Task to complete: Reproduce the records word for word, starting at their first line and ending with the line that contains "[[517, 559, 594, 739]]".

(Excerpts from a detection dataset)

▶

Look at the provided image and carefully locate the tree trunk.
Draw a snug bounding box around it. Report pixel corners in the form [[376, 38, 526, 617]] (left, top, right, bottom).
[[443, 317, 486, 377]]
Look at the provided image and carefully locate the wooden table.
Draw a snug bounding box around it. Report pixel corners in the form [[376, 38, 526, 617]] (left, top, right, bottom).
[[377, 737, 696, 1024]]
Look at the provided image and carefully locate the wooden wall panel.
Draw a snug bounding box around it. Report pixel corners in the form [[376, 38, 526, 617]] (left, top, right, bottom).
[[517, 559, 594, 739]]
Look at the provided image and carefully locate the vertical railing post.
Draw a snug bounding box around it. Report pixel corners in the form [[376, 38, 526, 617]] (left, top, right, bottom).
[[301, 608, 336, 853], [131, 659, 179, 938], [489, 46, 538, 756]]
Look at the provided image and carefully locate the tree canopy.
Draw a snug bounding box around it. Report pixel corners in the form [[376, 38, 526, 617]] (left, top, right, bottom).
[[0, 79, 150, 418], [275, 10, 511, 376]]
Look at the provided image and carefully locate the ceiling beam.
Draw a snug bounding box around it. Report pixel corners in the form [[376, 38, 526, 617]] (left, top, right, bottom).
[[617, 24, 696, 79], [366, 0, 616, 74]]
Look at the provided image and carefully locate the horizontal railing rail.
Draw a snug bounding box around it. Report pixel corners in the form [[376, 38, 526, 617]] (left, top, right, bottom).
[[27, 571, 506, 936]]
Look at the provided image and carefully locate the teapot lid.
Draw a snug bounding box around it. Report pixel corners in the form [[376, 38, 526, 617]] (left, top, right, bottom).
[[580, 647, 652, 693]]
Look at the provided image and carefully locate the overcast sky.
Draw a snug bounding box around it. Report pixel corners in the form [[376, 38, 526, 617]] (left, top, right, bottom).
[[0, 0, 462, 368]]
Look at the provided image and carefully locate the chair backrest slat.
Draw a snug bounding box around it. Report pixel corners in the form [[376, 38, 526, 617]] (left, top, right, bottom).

◀

Output of the exercise:
Look at the provided image and carefully locate the tree trunk.
Draw a snug bounding box around it. Report pixel corners in the form [[376, 38, 526, 617]] (left, top, right, bottom).
[[443, 317, 486, 377]]
Look at the provided image and carefully locate the wooden table.
Draw a snug bounding box around it. Report pixel corners in the form [[376, 38, 526, 617]] (left, top, right, bottom).
[[377, 737, 696, 1024]]
Look at the provided image and carefully locate the wooden wall panel.
Draw a snug bounding box around it. Report pixel corners in the form [[376, 38, 526, 617]] (left, top, right, bottom).
[[517, 559, 594, 739]]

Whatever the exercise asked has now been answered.